Short problem 1:
Answer these from the text on Congo's election:
(a) Whom did Kabila name as his successor?
(b) Which party does the text call the only one with a long-standing national base?
(c) In which years did the Congolese rebel again and lose to Western military intervention?
Short problem 2: Write out again the part of the text on Congo's election that opens with the words containing "In other words, what" and closes with "about real change.", putting "departing president" in place of "outgoing president".
Short problem 3:
Does each statement agree with the text on Congo's election? Answer yes or no, and quote the words that decide it.
(a) The text says Western military forces put down the Congo Rebellions of the 1960s.
(b) In 1996, a coalition of neighboring states removed Laurent-Désiré Kabila from power.
(c) A year ago, the sensible view was that few Congolese would back a violent uprising.

Quoted text:
>> begin

Elections—even imperfect ones—have consequences. Kabila already disappointed some members of his coalition who have political ambitions of their own when he named Shadary as his successor. His decision to hand the presidency to an actual opponent has no doubt alienated even more of his supporters and allies. Thus, Kabila risks being weakened within his own party.

Tshisekedi has his own political problems to worry about. Many UDPS parliamentary candidates who failed to win seats will have difficulty squaring his victory with their loss. If there was a backroom deal, Tshisekedi risks being seen by his own party as having negotiated only for himself. If the discontent deepens, his circle will narrow, and the UDPS—the only party with a long-standing national base—could be reduced to a regional party popular only in the Kasai, or even limited to his ethnic base there, the Luba.

In other words, what may look now like a win-win deal for Congo’s outgoing president and its incoming one may turn out to end badly for both. The real losers, however, will be millions of Congolese—the loyal citizens who exercised their democratic right in the vain hope that it would bring about real change.

A HISTORY OF VIOLENCE

How long before grievance converts into violence? A year ago, the sensible argument to make was that after years of violent conflict, few Congolese would support any sort of violent uprising. Now, one cannot be so sure. If the current ruling elite retains real power or if Tshisekedi’s win continues to be questioned, then whatever combination of elites ends up running the country will very likely fail to improve the everyday lives of Congolese.

If that happens, then the hopes of those who sought to alter the country’s governance through the election will have been dashed. Under these circumstances, it is easy to imagine more and more Congolese losing faith in nonviolence and once again taking up arms in pursuit of revolutionary change. This would be a terrible turn of events for a people who have already suffered so much violence.

It is a common refrain among some observers that the Congolese people, beaten down by decades of dictatorship, will never rise up—or that if they do, they will last only a few days before the bullets send them running. But such thinking elides Congo’s revolutionary history. In the years after Congo’s first post-independence leader, Patrice Lumumba, was deposed and assassinated, the country saw a national revolutionary movement—the so-called Congo Rebellions of the 1960s—that would have been victorious had the West, especially the United States, not sent military forces to put it down. In 1977 and 1978, Congolese rebelled again against their central government and were once again defeated by Western military intervention. In 1996, a coalition of neighboring states invaded the country and joined forces with Congolese armed groups to topple Mobutu and replace him with Laurent-Désiré Kabila. Two years later, new rebellions aimed at removing him from power were foiled by regional interventions. It’s a similar story, again and again: the Congolese rise up against their rulers in the capital, and when they fail to oust them, it is because the central government has been rescued by foreign backers.

>> end

Dataset content:
>> begin

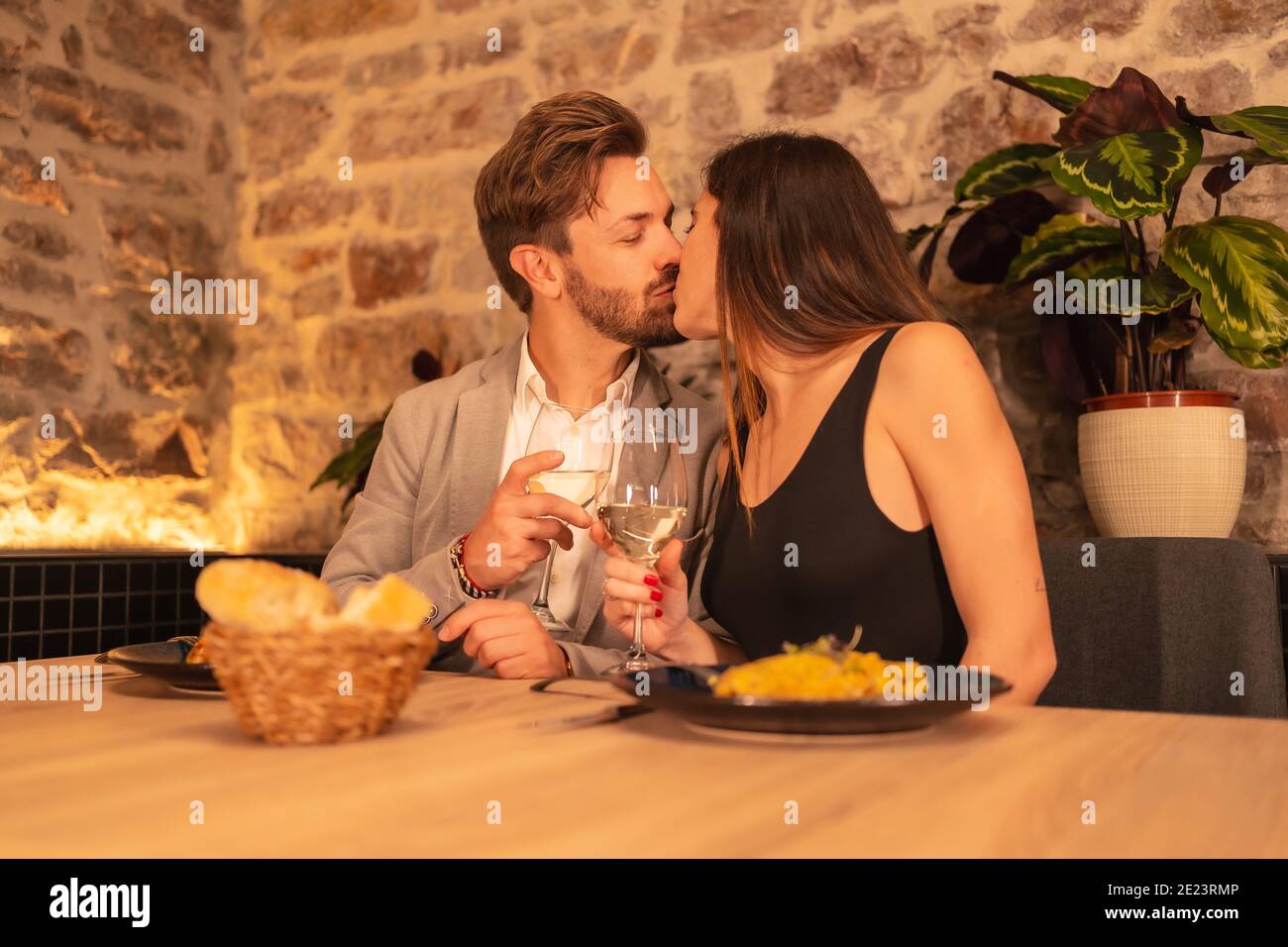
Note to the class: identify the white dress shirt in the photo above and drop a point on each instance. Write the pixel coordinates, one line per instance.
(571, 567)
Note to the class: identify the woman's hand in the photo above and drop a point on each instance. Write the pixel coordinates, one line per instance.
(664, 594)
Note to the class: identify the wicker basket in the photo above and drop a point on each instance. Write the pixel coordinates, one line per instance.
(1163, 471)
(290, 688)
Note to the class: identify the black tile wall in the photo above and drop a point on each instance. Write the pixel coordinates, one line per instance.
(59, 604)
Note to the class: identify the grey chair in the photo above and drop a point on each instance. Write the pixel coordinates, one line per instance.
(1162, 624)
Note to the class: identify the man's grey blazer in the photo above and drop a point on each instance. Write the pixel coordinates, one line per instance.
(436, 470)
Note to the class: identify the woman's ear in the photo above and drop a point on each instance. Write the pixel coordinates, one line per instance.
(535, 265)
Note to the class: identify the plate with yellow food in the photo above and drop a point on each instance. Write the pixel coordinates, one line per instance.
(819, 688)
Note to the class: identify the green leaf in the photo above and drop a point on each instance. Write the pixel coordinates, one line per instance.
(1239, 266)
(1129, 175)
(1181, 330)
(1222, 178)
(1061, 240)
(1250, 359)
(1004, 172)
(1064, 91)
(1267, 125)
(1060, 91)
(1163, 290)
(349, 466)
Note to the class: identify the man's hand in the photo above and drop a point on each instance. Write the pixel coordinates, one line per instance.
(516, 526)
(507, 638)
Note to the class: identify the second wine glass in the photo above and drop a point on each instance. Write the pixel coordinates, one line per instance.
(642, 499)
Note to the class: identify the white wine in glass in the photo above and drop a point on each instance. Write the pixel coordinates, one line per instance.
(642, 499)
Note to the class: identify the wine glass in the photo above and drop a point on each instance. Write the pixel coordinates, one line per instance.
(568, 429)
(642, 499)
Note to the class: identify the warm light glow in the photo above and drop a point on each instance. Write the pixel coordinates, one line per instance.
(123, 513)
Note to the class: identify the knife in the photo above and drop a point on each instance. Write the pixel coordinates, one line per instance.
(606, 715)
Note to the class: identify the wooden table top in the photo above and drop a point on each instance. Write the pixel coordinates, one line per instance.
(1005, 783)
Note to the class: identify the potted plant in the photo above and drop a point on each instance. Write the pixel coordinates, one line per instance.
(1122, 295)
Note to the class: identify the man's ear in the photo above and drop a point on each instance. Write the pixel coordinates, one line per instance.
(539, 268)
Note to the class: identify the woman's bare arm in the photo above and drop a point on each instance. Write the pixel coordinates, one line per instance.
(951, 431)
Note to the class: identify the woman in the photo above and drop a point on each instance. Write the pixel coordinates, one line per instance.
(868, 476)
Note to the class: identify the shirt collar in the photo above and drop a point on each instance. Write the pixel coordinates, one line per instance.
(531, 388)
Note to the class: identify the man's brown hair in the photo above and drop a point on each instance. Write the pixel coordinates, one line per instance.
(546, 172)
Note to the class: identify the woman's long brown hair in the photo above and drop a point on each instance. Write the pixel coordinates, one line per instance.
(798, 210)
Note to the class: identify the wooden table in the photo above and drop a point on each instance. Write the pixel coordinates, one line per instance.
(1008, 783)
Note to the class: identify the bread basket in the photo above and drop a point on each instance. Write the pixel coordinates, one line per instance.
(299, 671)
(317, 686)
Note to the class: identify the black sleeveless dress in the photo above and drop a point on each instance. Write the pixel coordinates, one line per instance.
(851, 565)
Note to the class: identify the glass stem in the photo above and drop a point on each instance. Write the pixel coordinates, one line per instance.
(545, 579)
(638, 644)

>> end

Complete answer 1:
(a) Shadary
(b) The UDPS
(c) 1977 and 1978

Complete answer 2:
In other words, what may look now like a win-win deal for Congo’s departing president and its incoming one may turn out to end badly for both. The real losers, however, will be millions of Congolese—the loyal citizens who exercised their democratic right in the vain hope that it would bring about real change.

Complete answer 3:
(a) Yes: "that would have been victorious had the West, especially the United States, not sent military forces to put it down"
(b) No: "to topple Mobutu and replace him with Laurent-Désiré Kabila"
(c) Yes: "A year ago, the sensible argument to make was that after years of violent conflict, few Congolese would support any sort of violent uprising."